§ TASK REQUIREMENTS:
**A.** From the PPE air freight article, copy the passage starting at "PPE air freight" and ending at "air charter broker.".
**B.** In the PPE air freight article, condense the paragraph beginning "Last week, was the Labour Day" into a shorter version that keeps its main facts.
**C.** Write the next part of the PPE air freight article, picking up after its final paragraph.

§ TEXT BLOCK:

※

PPE air freight boom set to continue for months


Air cargo shipments from China to Europe of medical supplies and equipment to combat COVID-19 are set to continue well into the second half of the year, according to a leading air charter broker.

“I am expecting this ‘continuous flow’ of PPE imports from China to be kept up for at least the next 2-3 months as so far it seems that only hospitals and ‘essential’ workers are starting to receive their supplies,” Chapman Freeborn’s head of cargo, Pierre Van Der Stichele, told Lloyd’s Loading List in an interview.

He said the general public would need to have access to their own PPE if the general lockdown was progressively lifted, creating even greater demand.

“Also, PPE is a somewhat ‘perishable' item as most protection gear is meant to have a limited lifespan before replacement, so the flow from China and the Far East will continue for quite some time I reckon,” he added.

Commenting on the current supply and demand situation for air cargo charters transporting coronavirus relief supplies, Van Der Stichele said that there had been “a slight change last week with fewer ‘pure’ cargo aircraft to offer, as most are sold-out 3-4 weeks in advance. 

“Last week, was the Labour Day (holiday break) in China, so there was a general slowdown,” he said. “But also Chinese airports are now experiencing congestion, possibly due to a limited number of staff and vast amounts of freight to handle.”

One marked development, he said, was the increasing use of passenger aircraft in cargo-only mode – with shipments carried in bellyholds and cabins. 

“We’ve used wide-body aircraft from major carriers, such as B777-200s, B777-300s, A330s, and A340s, which can offer on average 200 m3 of space for COVID-19-related cargo which is generally volumetric”, he noted.

“Smaller aircraft such as A321s and A320s are also well-suited, as well as being cost-effective for this kind of shipment and can uplift 110 m3 in connecting China with Northern Europe.”

※

§ AVAILABLE DATA:
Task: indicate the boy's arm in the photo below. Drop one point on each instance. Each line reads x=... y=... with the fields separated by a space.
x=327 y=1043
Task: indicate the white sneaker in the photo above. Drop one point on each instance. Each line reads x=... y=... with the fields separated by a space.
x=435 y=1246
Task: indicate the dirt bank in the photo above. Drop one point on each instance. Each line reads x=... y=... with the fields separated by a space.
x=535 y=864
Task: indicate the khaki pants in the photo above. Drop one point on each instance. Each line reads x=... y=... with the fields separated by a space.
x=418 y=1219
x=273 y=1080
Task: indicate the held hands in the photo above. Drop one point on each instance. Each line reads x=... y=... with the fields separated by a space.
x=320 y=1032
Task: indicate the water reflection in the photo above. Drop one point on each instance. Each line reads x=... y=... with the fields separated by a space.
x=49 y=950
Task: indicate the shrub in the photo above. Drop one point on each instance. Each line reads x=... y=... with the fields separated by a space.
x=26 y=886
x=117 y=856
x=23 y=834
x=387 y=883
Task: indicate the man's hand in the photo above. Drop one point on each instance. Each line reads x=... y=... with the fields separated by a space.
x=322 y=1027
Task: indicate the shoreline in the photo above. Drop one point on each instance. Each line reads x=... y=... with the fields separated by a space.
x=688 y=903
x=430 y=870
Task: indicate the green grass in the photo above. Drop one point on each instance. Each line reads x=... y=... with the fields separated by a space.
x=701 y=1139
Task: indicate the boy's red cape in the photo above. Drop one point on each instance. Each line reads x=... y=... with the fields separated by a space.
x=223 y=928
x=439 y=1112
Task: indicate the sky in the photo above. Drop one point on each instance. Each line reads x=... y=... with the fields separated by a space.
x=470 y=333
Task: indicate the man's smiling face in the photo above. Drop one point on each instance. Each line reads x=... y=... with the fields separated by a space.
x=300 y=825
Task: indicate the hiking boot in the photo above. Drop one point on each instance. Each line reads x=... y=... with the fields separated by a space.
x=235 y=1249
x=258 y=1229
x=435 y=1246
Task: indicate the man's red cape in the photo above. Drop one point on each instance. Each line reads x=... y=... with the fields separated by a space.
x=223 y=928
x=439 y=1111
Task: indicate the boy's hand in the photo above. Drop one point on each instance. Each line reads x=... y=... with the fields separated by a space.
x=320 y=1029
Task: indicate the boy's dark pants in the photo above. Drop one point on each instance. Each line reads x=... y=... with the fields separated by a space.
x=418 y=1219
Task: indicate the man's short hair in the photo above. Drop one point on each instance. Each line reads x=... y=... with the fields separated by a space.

※

§ EXERCISE RESPONSES:
**A.**
PPE air freight boom set to continue for months


Air cargo shipments from China to Europe of medical supplies and equipment to combat COVID-19 are set to continue well into the second half of the year, according to a leading air charter broker.

**B.** Van Der Stichele said China's Labour Day holiday caused a general slowdown the previous week. He added that Chinese airports are also congested, possibly because of limited staff and large volumes of freight to handle.

**C.**
Pricing beginning to plateau

Asked whether pricing from China was now beginning to plateau, as feedback from the market suggested, Van Der Stichele replied: “Yes, I think so.” 

He went on to play down reports from forwarder sources that spot rates ex-China have in some instances reached $18/kilo to destinations in Europe and the US, but confirmed that the going price for a wide-body freighter charter flight remained well over $1 million.

“$18/kilo is a little exaggerated,” he added. “I would say a good average is $13/kg on the chargeable weight. Prices to the U.S. (per flight) are generally in the region of $1.1 million- $1.3 million for let’s say a B777F or B747F aircraft type.”

Commenting on one charter flight allegedly agreed for $1.7 million, he noted: “It’s possible. Such a price could be from China to Argentina.”

Van Der Stichele added that the supplemental cargo capacity provided by passenger aircraft ‘freighters’ “has not affected the prices yet.”

Asked about the prospect of more freighter capacity coming into the market, with Atlas Air reported to have brought two of its four grounded B747-400 freighters back into service to operate flights between China and the US, and UK-based CargologicAir looking to take to the skies again, he said: “I don’t think this will help sort out the (capacity) problems, nor make a significant impact.”